Stored data entries:
==========

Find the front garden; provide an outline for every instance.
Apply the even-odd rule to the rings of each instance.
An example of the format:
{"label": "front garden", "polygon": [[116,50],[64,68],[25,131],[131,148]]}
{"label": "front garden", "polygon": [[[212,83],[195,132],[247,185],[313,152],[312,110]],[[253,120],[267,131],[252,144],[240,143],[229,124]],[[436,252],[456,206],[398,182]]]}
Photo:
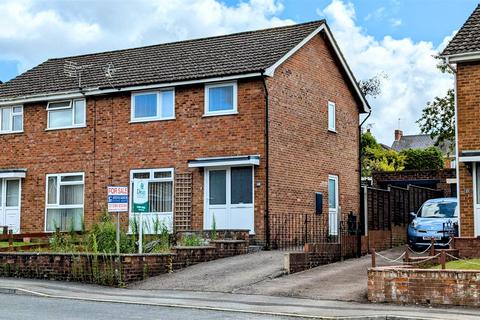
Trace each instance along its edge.
{"label": "front garden", "polygon": [[[187,266],[245,254],[248,230],[169,232],[154,223],[139,241],[136,221],[130,233],[120,232],[105,214],[87,232],[3,234],[0,236],[0,276],[79,281],[124,286]],[[142,254],[138,254],[139,244]]]}

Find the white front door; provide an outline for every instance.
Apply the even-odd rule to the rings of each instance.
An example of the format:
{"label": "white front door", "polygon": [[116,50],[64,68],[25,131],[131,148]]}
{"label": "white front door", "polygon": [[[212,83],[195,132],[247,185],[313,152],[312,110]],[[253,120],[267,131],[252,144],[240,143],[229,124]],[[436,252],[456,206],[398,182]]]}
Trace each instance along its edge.
{"label": "white front door", "polygon": [[[480,163],[475,163],[473,166],[473,225],[474,225],[474,236],[480,236]],[[460,221],[461,225],[462,221]],[[461,227],[460,227],[461,228]]]}
{"label": "white front door", "polygon": [[328,233],[338,235],[338,177],[328,176]]}
{"label": "white front door", "polygon": [[0,179],[0,226],[20,232],[20,179]]}
{"label": "white front door", "polygon": [[205,170],[203,228],[254,230],[253,167]]}

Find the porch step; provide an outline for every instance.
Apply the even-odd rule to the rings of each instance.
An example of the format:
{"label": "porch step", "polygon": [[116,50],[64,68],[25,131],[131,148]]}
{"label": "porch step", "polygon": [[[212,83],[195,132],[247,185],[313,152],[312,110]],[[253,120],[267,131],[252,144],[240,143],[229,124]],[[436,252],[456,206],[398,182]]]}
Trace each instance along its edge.
{"label": "porch step", "polygon": [[262,246],[248,246],[248,253],[260,252],[262,248]]}

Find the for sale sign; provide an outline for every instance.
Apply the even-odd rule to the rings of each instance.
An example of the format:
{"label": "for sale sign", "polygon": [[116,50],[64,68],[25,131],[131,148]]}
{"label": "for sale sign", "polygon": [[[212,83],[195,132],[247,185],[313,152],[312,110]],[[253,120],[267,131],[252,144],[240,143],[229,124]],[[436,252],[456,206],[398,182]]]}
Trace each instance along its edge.
{"label": "for sale sign", "polygon": [[128,187],[107,187],[108,212],[128,212]]}

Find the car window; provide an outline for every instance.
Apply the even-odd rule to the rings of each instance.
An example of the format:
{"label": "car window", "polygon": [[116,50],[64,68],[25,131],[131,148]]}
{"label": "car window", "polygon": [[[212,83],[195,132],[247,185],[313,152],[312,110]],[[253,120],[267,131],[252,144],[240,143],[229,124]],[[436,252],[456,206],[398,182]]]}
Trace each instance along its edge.
{"label": "car window", "polygon": [[456,202],[425,203],[419,212],[422,218],[456,218],[458,207]]}

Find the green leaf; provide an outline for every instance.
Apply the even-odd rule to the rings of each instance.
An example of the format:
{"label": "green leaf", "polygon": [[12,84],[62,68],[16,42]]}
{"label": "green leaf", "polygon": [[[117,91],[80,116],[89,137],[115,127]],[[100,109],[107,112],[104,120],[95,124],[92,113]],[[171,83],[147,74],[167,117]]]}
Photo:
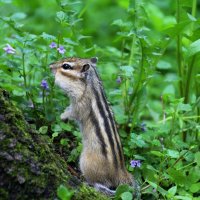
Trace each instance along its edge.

==========

▶ [Problem details]: Copy out the lines of the data where the word "outline" can be found.

▶ [Written answer]:
Find the front garden; provide an outline for every instance.
Find the white front door; provide an outline for every instance.
Find the porch step; provide an outline for every instance.
Find the for sale sign; provide an outline for every instance.
Find the car window; provide an outline for every instance.
Find the green leaf; provide an outline for every instance.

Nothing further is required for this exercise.